• [Data for the task]
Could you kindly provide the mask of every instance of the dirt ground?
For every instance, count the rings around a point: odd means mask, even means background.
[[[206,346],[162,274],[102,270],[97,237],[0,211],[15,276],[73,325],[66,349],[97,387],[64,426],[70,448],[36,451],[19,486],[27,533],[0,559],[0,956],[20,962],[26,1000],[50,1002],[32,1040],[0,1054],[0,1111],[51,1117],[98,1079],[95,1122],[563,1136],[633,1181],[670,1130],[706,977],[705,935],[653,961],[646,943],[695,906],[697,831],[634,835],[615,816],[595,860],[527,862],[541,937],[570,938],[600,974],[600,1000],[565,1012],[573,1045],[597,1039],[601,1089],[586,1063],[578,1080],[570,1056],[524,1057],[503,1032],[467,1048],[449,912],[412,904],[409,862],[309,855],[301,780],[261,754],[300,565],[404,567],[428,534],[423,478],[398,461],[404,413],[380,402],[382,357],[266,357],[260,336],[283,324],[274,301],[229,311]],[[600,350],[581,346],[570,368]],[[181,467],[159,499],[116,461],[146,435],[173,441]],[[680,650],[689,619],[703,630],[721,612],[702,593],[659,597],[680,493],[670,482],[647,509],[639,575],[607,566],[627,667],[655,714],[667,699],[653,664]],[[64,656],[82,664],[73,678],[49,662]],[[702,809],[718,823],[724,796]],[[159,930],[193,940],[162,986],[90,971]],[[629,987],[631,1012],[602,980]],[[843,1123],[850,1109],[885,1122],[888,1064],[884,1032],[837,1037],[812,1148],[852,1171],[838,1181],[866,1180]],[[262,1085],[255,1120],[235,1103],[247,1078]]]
...
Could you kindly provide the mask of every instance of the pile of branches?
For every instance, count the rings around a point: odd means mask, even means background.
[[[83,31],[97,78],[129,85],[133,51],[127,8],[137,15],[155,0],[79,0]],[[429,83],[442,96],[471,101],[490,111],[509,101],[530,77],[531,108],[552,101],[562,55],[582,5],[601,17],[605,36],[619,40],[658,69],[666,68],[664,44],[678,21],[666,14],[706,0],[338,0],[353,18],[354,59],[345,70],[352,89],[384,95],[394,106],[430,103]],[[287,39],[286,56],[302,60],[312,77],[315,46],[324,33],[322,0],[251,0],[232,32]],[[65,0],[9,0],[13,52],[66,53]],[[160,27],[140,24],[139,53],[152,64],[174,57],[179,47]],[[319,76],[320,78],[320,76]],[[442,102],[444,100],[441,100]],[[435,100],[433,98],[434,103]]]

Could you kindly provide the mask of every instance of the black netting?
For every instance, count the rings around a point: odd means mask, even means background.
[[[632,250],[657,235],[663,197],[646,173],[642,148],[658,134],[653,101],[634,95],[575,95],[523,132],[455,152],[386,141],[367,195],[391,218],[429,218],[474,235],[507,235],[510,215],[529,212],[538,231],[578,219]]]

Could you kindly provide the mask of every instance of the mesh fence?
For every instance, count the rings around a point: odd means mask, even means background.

• [Written exercise] How many lines in the records above contain the word "provide", counting only matches with the same case? Reply with the number alone.

• [Solved problem] 4